▶ _Task statement_: The answer must be the full listing, retyped exactly.

▶ _Supplied entries_:
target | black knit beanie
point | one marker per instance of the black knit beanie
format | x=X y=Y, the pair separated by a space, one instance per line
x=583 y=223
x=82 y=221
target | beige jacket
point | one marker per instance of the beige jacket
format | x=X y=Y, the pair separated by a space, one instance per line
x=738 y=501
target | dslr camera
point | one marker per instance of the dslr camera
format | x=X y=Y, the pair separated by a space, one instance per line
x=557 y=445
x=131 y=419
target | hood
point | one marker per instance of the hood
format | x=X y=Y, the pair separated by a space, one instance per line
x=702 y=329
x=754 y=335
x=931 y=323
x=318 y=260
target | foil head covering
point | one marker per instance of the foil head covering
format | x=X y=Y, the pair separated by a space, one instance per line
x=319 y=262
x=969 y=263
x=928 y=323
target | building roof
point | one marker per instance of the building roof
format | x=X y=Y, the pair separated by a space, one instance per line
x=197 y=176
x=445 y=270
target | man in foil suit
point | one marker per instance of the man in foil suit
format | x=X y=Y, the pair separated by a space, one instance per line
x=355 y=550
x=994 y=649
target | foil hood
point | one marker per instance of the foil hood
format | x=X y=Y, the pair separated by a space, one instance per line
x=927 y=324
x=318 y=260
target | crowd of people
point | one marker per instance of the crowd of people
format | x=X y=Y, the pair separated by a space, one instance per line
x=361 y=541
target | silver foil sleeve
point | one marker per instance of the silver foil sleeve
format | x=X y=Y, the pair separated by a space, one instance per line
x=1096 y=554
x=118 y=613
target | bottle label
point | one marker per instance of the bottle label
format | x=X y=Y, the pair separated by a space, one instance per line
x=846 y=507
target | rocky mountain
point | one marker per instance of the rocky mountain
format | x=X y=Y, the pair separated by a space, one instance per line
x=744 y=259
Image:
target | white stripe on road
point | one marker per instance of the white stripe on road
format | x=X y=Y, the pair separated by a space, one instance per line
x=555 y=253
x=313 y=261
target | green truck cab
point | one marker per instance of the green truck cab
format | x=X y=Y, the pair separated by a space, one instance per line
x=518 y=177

▶ _Result for this task_:
target | black knit beanie
point | one marker per instance of the black knit beanie
format | x=X y=Y, the pair separated by a space, one instance per line
x=583 y=223
x=82 y=221
target | beige jacket
point | one marker per instance of the beige jacket
format | x=X y=Y, the pair separated by a space, one instance per line
x=738 y=501
target | dslr camera
point | one marker per instance of the dslr camera
format | x=X y=Y, the pair separated by a space, one instance per line
x=557 y=445
x=131 y=419
target | hood
point | one marker per instance of the hood
format | x=X y=Y, the pair separated by a space, one instance per line
x=702 y=329
x=754 y=335
x=931 y=323
x=318 y=260
target | foil head covering
point | one marker per instance of the foil head covering
format | x=X y=Y, the pair separated by a space, one instance per line
x=319 y=262
x=969 y=263
x=928 y=323
target | building roof
point | one marker per instance of the building roof
format | x=X y=Y, the pair separated by a space, one instance per line
x=197 y=176
x=445 y=270
target | man in foil suit
point | one marker per instance of the man in foil suit
format | x=X y=Y, the pair separated by a space, one instance per line
x=355 y=550
x=994 y=649
target | foil hood
point | one marker per instance of the foil hood
format | x=X y=Y, the pair separated by a space, one instance per line
x=927 y=324
x=318 y=260
target | crowd of people
point | one marker per instance of the crowd of people
format | x=X y=Y, the pair separated by a space, one instance per line
x=361 y=541
target | silver foil sleeve
point | one marker per instance of the silver foil sleeve
format | x=X y=Y, the pair separated by a space, one instance per line
x=1096 y=554
x=118 y=613
target | bottle label
point | one marker per instance of the bottle label
format | x=X y=Y, the pair separated by a space, one instance per line
x=846 y=507
target | rocky mountain
point | one marker per instance of the rocky mountain
format | x=X y=Y, the pair separated by a space, one instance per line
x=744 y=259
Image:
target | white stripe on road
point | one marker per instance of the white stripe on road
format | x=X y=Y, the pair separated by a space, one instance per line
x=555 y=253
x=313 y=261
target | green truck cab
point | one marker per instance of the green truck cab
format | x=X y=Y, the pair separated by a space, one instance per line
x=518 y=177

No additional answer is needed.